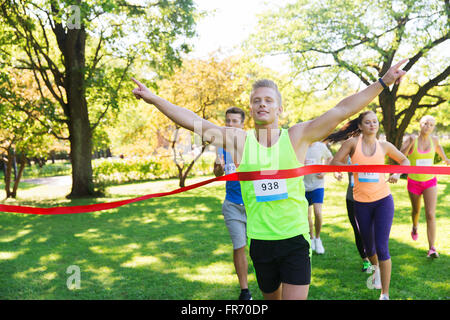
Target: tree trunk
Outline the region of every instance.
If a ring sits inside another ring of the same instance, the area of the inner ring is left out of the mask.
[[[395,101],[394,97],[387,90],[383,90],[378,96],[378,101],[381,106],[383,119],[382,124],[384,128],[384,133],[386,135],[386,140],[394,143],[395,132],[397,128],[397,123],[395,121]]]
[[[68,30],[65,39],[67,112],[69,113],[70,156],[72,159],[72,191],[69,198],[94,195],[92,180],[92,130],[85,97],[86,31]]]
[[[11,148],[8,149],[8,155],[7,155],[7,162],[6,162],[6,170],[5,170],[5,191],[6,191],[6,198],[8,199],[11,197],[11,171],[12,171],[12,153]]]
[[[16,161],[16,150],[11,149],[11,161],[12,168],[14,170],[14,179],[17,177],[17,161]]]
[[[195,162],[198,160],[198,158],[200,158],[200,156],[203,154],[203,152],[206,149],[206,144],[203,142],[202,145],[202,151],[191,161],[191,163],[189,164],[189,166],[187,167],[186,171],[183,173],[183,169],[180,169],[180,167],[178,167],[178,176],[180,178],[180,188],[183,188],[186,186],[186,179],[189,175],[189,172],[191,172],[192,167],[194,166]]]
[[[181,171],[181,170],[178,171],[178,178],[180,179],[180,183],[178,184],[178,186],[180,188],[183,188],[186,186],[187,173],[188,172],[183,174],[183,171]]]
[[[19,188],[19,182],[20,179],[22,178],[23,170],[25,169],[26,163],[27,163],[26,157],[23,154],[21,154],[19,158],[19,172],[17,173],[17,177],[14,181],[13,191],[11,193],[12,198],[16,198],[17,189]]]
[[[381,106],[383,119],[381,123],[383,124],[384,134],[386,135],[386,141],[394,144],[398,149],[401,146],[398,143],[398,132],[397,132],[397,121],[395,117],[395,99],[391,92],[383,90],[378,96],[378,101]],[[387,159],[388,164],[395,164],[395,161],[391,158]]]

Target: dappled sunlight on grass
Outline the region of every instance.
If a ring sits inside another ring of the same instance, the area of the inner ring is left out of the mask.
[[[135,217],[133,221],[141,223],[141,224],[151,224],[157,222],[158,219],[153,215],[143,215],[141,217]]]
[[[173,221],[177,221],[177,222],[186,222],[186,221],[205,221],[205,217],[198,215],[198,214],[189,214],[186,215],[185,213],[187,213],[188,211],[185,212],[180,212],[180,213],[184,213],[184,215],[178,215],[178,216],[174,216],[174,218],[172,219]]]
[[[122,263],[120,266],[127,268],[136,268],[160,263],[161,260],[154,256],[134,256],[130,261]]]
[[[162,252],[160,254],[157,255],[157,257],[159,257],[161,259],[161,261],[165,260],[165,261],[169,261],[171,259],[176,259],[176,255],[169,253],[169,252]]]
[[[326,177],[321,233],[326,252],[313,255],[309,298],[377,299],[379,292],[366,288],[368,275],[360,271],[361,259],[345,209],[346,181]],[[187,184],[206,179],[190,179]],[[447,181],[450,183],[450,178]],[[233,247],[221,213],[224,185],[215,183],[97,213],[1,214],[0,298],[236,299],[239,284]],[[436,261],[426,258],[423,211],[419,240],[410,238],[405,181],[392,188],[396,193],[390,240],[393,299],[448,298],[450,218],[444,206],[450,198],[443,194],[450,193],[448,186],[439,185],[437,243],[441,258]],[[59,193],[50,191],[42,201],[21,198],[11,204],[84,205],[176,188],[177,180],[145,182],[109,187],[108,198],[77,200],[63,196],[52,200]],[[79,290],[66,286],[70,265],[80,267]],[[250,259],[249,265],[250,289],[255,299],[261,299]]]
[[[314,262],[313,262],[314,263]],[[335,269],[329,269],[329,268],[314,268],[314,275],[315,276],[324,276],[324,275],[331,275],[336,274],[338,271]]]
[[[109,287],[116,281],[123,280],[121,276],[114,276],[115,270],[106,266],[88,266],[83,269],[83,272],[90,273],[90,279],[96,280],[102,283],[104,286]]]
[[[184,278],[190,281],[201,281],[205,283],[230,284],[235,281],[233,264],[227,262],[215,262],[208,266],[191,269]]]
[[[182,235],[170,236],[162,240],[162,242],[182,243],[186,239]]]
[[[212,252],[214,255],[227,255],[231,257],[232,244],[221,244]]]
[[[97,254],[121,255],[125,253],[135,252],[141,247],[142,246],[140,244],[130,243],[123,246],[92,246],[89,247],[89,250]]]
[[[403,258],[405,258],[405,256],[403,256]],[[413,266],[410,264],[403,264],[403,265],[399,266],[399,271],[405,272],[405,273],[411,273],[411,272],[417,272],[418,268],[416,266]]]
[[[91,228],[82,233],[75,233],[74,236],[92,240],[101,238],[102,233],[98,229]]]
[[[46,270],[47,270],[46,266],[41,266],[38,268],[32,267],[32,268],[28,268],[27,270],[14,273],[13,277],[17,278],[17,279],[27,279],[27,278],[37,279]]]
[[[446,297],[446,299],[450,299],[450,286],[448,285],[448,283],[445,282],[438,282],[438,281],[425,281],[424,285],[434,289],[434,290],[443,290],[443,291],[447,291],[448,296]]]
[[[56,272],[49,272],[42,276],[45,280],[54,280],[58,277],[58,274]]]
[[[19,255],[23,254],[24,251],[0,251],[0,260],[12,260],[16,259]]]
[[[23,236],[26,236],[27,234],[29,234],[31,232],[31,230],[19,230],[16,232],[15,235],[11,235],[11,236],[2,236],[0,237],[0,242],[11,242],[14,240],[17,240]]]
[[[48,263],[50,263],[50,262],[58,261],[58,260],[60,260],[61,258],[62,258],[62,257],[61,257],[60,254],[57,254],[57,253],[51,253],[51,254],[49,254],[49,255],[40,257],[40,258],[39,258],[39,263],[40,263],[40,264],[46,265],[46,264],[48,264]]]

TASK INSTRUCTIONS: Leaving out the pictures, output the listing above exactly as given.

RESPONSE TO THIS TASK:
Target: tree trunk
Outline the region of every instance.
If a ring sits inside another ring of the same instance, the area of the inner ring is left out of the mask.
[[[395,101],[394,97],[387,90],[383,90],[378,96],[378,101],[381,106],[383,119],[382,124],[384,128],[384,133],[386,135],[386,140],[394,143],[395,132],[397,128],[397,123],[395,121]]]
[[[68,30],[65,39],[67,112],[69,113],[70,156],[72,159],[72,191],[69,198],[94,195],[92,180],[92,130],[85,97],[86,31]]]
[[[11,148],[8,149],[8,155],[7,155],[7,162],[6,162],[6,170],[5,170],[5,191],[6,191],[6,198],[8,199],[11,197],[11,171],[12,171],[12,153]]]
[[[16,161],[16,150],[11,149],[11,161],[12,168],[14,170],[14,179],[17,177],[17,161]]]
[[[195,162],[198,160],[198,158],[200,158],[200,156],[203,154],[203,152],[206,149],[206,144],[203,142],[202,145],[202,151],[191,161],[191,163],[189,164],[189,166],[187,167],[186,171],[183,173],[183,169],[180,169],[180,167],[178,167],[178,176],[180,178],[180,188],[183,188],[186,186],[186,179],[189,175],[189,172],[191,172],[192,167],[194,166]]]
[[[181,171],[181,170],[178,171],[178,178],[180,179],[180,183],[178,184],[178,186],[180,188],[183,188],[186,186],[187,173],[188,172],[183,174],[183,171]]]
[[[19,188],[19,182],[20,179],[22,178],[23,170],[25,169],[26,163],[27,163],[26,157],[23,154],[21,154],[19,158],[19,172],[17,173],[17,177],[14,181],[13,191],[11,193],[12,198],[16,198],[17,189]]]
[[[381,106],[383,119],[381,123],[383,124],[384,134],[386,135],[386,141],[394,144],[398,149],[401,146],[398,143],[398,132],[397,132],[397,121],[395,117],[395,99],[391,92],[383,90],[378,96],[378,101]],[[387,159],[388,164],[395,164],[395,161],[391,158]]]

Target: dappled sunlight on grass
Outline the region of every instance.
If a ring sits inside another ring of the same instance, the area of the inner ring is left out of the mask.
[[[135,217],[133,221],[141,223],[141,224],[151,224],[157,222],[158,219],[153,215],[143,215],[141,217]]]
[[[173,221],[177,221],[177,222],[186,222],[186,221],[205,221],[205,217],[198,215],[198,214],[189,214],[186,215],[185,213],[187,213],[188,211],[185,212],[180,212],[180,213],[184,213],[184,215],[178,215],[178,216],[174,216],[174,218],[172,219]]]
[[[122,263],[120,266],[127,268],[136,268],[160,263],[161,260],[154,256],[134,256],[130,261]]]
[[[162,252],[160,254],[157,255],[157,257],[159,257],[161,259],[161,261],[165,260],[165,261],[169,261],[171,259],[176,259],[176,255],[169,253],[169,252]]]
[[[326,177],[321,233],[326,252],[313,255],[309,298],[377,299],[379,292],[366,288],[368,275],[360,271],[361,259],[345,209],[346,181]],[[187,184],[206,179],[190,179]],[[447,181],[450,183],[450,178]],[[233,247],[221,213],[224,185],[215,183],[97,213],[1,214],[0,298],[236,299],[239,284]],[[436,261],[426,258],[423,211],[419,240],[410,238],[405,181],[392,188],[396,193],[390,240],[393,299],[448,298],[450,218],[444,206],[450,198],[443,194],[450,193],[448,186],[439,185],[437,243],[441,258]],[[59,193],[50,191],[42,201],[21,198],[11,204],[84,205],[176,188],[177,180],[145,182],[109,187],[108,198],[77,200],[63,196],[52,200]],[[79,290],[66,286],[70,265],[80,267]],[[250,259],[249,265],[250,289],[255,299],[261,299]]]
[[[314,262],[313,262],[314,263]],[[335,269],[329,269],[329,268],[314,268],[314,275],[315,276],[324,276],[324,275],[331,275],[336,274],[338,271]]]
[[[109,287],[116,281],[123,280],[121,276],[114,276],[115,270],[106,266],[88,266],[83,269],[83,272],[90,273],[90,279],[96,280],[102,283],[104,286]]]
[[[184,278],[190,281],[201,281],[205,283],[230,284],[235,281],[233,264],[227,262],[215,262],[208,266],[191,269]]]
[[[182,235],[170,236],[162,240],[162,242],[182,243],[186,239]]]
[[[212,252],[214,255],[227,255],[231,257],[232,244],[221,244]]]
[[[97,254],[121,255],[125,253],[135,252],[141,247],[142,246],[140,244],[130,243],[123,246],[92,246],[89,247],[89,250]]]
[[[403,258],[405,258],[405,256],[403,256]],[[413,266],[410,264],[403,264],[403,265],[399,266],[399,271],[405,272],[405,273],[411,273],[411,272],[417,272],[418,268],[416,266]]]
[[[91,228],[82,233],[75,233],[74,236],[92,240],[101,238],[102,233],[98,229]]]
[[[46,270],[47,270],[46,266],[41,266],[38,268],[32,267],[32,268],[28,268],[27,270],[14,273],[13,277],[17,278],[17,279],[27,279],[27,278],[37,279]]]
[[[446,297],[446,299],[450,299],[450,286],[448,285],[448,283],[445,282],[438,282],[438,281],[425,281],[424,285],[434,289],[434,290],[443,290],[443,291],[447,291],[448,296]]]
[[[56,272],[49,272],[42,276],[45,280],[54,280],[58,277],[58,274]]]
[[[19,255],[23,254],[24,251],[0,251],[0,260],[12,260],[16,259]]]
[[[23,236],[26,236],[27,234],[29,234],[31,232],[31,230],[19,230],[16,232],[15,235],[11,235],[11,236],[2,236],[0,237],[0,242],[11,242],[14,240],[17,240]]]
[[[48,263],[50,263],[50,262],[58,261],[58,260],[60,260],[61,258],[62,258],[62,257],[61,257],[60,254],[57,254],[57,253],[51,253],[51,254],[49,254],[49,255],[40,257],[40,258],[39,258],[39,263],[40,263],[40,264],[46,265],[46,264],[48,264]]]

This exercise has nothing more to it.